▶ **Tugas Anda**
A - Sebutkan semua jenis buku yang disiapkan menurut artikel tentang Lapak Baca Seruni di bawah.
B - Tolong salin dengan tepat bagian artikel tentang Lapak Baca Seruni di bawah, dari "Puluhan Anak Buka" sampai dengan "pandangan redaksi Kompas.", termasuk kedua bagian itu.

▶ **Halaman**
"""
Lihat ke Halaman Asli

Puluhan Anak Buka Lapak di Seruni, Ini yang Dilakukan

Diperbarui: 20 Oktober 2018   22:26

Kompasiana adalah platform blog. Konten ini menjadi tanggung jawab bloger dan tidak mewakili pandangan redaksi Kompas.

Bedah buku digelar disekitar Lapak Baca Seruni (20/10/2018).

Bantaeng, Sabtu (20/10). Digawangi Muhammad Fadli Tamsir alias Tarru, beberapa anak terlihat berkumpul di Taman Bermain dan Olah Raga Anak Kabupaten Bantaeng pada Sabtu sore, 20 Oktober 2018. Mereka adalah pelajar SMP dan SMA dari berbagai sekolah di daerah ini.

Kehadirannya di kawasan ini guna menyediakan media baca bagi pengunjung. Beragam buku disiapkan mulai dari buku pelajaran sekolah, buku tutorial hingga buku dengan tema umum.

Tiap buku dapat dibaca tanpa dipungut biaya sepeser pun. Syaratnya mudah, aktifitas membaca dapat dilakukan di sekitar lokasi taman selama lapak digelar tiap hari Sabtu. Sedang jika ingin meminjamnya harus dengan izin pengurus lapak.

Tarru selaku Ketua Forum Anak Butta Toa (FABT) Kabupaten Bantaeng saat dikonfirmasi AMBAE mengungkapkan bahwa lapak tersebut digelar dengan tujuan untuk lebih meningkatkan minat masyarakat Bantaeng dalam membaca buku dan membudayakan literasi pada umumnya.
"""
▶ **Informasi yang Diberikan**
"""
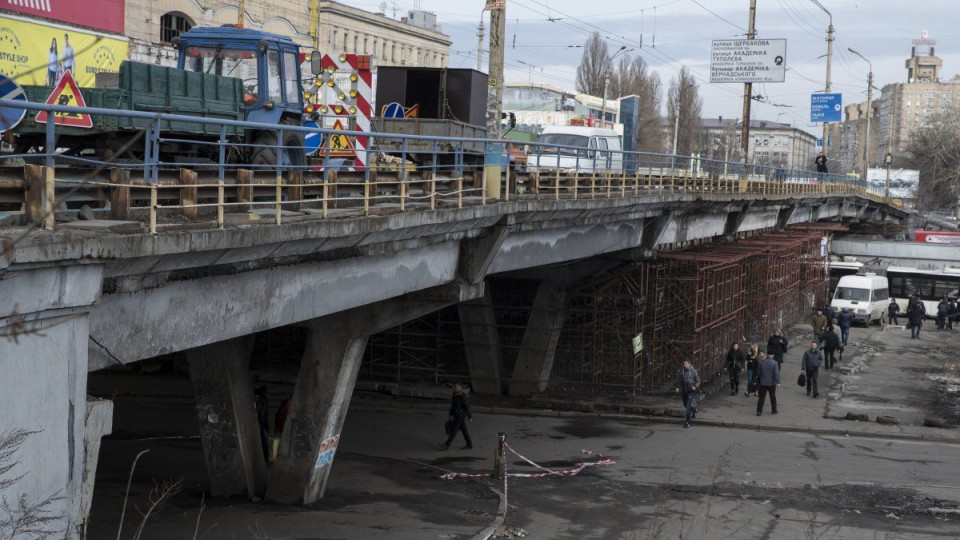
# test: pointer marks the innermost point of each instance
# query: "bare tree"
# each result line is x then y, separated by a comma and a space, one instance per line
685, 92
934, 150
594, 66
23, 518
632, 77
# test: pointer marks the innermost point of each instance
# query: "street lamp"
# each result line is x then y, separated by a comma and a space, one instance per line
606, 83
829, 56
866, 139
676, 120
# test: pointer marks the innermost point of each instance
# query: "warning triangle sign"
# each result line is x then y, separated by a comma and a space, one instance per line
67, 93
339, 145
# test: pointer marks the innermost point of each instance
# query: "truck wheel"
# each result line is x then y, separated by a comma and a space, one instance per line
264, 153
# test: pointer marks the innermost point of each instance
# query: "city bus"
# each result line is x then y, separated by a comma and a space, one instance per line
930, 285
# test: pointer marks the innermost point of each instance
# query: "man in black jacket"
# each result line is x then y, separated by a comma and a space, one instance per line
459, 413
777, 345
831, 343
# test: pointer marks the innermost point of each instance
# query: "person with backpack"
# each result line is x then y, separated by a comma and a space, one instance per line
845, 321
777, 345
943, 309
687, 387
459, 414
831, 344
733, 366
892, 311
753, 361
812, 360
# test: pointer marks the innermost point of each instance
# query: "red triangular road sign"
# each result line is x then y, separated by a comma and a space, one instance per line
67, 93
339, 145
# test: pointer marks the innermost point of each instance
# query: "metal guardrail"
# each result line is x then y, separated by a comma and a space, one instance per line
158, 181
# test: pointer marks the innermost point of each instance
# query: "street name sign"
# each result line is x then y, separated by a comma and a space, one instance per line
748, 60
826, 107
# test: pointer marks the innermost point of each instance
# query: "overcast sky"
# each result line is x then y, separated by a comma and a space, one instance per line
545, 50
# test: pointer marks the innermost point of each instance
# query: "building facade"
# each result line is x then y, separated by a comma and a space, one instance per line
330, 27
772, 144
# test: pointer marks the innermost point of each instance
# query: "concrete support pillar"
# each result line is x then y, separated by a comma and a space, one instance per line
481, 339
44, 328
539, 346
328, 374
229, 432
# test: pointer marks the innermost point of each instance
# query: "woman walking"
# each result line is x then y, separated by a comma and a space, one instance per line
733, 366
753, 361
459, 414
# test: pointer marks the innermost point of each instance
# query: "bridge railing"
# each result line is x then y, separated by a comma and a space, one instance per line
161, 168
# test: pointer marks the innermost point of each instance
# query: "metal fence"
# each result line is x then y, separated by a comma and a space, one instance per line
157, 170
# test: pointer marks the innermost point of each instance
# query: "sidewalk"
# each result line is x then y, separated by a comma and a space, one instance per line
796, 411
"""
"""
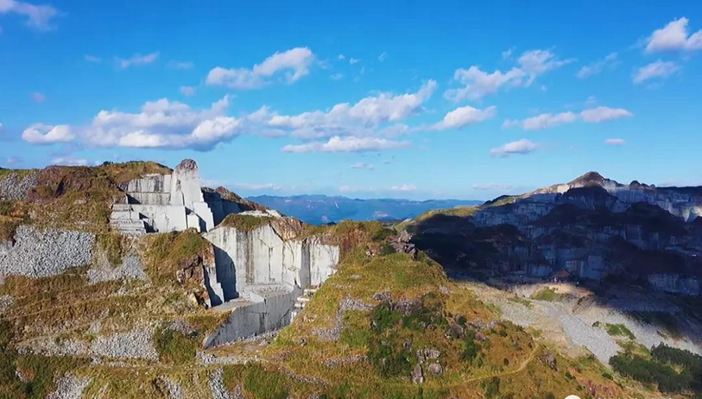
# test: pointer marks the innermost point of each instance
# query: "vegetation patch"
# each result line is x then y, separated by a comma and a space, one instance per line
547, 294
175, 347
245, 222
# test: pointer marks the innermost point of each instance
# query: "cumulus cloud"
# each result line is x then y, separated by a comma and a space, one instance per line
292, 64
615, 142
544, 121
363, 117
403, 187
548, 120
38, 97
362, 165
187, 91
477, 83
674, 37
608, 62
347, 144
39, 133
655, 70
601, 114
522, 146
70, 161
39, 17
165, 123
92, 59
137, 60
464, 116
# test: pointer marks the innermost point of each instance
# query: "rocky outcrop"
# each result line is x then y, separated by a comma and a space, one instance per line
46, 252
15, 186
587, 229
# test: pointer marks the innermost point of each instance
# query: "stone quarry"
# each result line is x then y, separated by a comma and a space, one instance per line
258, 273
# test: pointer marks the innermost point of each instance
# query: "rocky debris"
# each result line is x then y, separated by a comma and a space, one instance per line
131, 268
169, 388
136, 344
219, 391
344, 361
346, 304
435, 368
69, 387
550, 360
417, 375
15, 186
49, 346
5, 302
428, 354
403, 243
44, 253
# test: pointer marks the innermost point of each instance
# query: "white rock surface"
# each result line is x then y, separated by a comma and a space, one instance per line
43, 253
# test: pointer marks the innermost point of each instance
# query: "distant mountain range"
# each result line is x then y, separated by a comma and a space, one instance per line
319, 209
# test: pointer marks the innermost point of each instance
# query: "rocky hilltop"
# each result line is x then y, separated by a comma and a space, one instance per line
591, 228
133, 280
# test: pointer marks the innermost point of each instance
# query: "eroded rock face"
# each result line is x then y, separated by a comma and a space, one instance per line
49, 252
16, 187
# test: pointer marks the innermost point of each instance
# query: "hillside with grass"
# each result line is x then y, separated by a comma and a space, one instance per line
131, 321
"""
▶ **Jawaban yang Diharapkan**
A -
- Buku pelajaran sekolah
- Buku tutorial
- Buku dengan tema umum

B -
Puluhan Anak Buka Lapak di Seruni, Ini yang Dilakukan

Diperbarui: 20 Oktober 2018   22:26

Kompasiana adalah platform blog. Konten ini menjadi tanggung jawab bloger dan tidak mewakili pandangan redaksi Kompas.